Text >>
—————
“Aggressive.”

That’s the word that David Snowdon, Chief Electrical Engineer of Sunswift III, uses the most when describing the first version of one of Sunswift’s most illustrious solar cars in the history of the team.

This was the car that crashed during testing for the 2005 World Solar Challenge (WSC) only to come 9th after completing the race unofficially, broke the Transcontinental Record by three days, and was redesigned into a second version that won them the prestigious Freescale Technical Innovation Award for most efficient car: the triple threat.

The Crash

It happened like this. Sunswift 3.1 was undergoing a test-drive just prior to the WSC 2005. The testing road was rough and undivided. Difficulty with the steering made the car swerve significantly from its course and rather than risk colliding into any on-coming traffic, the driver made the correct decision to drive off the road.

In retrospect, David admits that the team was “too ambitious” when building the model’s first iteration, which was a “complete redesign” from Sunswift II.

“We tried to do too much with it,” says David. “It meant that it was six metres long and two metres wide and we didn’t build our own solar array.”

Indeed, the team had decided not to follow in the footsteps of their predecessor of constructing their own solar cells, instead using highly powerful Gochermann panels with laser-cut Sunpower cells. These panels were almost 12m2 in size and produced around two kW.

“With encapsulation you just need so much iteration in order to really get it right,” David explains. “It’s just not really within the scope of our project to get those arrays right.”
—————
Available data >>
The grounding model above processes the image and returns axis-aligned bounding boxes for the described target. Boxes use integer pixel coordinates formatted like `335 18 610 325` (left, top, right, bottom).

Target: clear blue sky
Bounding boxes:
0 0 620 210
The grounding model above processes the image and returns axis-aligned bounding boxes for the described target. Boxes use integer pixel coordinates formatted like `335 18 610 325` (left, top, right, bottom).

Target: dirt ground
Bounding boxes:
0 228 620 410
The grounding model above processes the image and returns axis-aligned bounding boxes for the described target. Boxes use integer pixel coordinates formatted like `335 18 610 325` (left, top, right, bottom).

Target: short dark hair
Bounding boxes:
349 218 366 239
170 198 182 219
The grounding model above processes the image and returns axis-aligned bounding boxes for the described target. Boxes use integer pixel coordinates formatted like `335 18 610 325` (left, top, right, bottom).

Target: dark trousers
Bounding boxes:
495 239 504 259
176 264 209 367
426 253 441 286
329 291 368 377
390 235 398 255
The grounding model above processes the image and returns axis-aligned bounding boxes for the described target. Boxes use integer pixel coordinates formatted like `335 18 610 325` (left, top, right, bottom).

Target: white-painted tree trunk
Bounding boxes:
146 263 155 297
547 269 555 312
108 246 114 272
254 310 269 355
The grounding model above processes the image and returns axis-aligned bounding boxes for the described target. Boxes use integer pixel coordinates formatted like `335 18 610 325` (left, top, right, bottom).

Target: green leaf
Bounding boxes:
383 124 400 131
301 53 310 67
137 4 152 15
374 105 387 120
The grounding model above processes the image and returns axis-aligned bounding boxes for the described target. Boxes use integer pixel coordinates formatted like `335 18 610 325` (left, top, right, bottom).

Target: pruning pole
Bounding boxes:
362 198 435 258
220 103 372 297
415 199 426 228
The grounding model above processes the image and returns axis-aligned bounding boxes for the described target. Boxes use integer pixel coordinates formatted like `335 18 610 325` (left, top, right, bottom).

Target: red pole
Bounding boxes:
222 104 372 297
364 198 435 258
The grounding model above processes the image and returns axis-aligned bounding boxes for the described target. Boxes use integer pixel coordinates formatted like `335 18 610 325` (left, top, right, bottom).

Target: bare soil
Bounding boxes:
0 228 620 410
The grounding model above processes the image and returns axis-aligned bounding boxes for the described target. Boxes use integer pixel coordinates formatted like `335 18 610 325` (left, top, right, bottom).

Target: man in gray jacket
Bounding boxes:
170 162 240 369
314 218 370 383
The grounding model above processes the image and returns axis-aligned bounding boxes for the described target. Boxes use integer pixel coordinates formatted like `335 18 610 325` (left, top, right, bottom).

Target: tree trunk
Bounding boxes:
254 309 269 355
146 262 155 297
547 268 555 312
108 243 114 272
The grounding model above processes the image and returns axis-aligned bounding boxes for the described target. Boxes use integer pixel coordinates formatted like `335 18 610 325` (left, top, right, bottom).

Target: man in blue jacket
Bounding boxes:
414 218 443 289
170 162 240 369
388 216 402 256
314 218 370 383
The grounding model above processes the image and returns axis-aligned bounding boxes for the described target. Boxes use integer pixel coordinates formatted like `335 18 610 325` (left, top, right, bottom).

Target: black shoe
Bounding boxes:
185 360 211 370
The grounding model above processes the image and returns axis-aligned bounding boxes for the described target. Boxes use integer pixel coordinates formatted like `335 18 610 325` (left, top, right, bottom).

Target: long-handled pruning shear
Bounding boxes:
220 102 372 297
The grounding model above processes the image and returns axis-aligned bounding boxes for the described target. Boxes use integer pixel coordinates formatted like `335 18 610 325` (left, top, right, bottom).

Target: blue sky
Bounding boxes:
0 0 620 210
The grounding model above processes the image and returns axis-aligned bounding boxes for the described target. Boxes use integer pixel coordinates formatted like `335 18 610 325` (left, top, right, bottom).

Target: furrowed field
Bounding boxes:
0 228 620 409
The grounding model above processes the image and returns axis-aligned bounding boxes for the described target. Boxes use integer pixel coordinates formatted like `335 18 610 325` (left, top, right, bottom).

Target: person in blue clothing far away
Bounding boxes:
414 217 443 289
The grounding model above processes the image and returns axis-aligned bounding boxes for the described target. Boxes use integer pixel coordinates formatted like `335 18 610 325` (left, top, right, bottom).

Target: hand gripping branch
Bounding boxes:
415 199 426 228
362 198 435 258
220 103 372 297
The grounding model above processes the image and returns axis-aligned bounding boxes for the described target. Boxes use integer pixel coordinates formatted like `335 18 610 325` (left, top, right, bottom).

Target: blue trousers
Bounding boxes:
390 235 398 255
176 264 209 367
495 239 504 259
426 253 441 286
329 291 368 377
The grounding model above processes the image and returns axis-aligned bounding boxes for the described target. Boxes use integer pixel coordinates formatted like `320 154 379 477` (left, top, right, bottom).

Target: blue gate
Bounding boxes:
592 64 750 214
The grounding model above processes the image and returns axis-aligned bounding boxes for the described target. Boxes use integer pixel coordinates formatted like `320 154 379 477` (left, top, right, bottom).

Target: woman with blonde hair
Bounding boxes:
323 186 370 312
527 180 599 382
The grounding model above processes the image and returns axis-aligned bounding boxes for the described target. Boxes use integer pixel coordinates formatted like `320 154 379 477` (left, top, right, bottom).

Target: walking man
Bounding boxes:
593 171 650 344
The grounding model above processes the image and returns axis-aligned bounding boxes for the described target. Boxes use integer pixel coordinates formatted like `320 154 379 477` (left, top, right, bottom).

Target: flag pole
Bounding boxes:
—————
What is being asked >> According to the Sunswift III text, how much power did the Gochermann panels produce? The data is separate from the Sunswift III text.

Completed exercise >> Around two kW.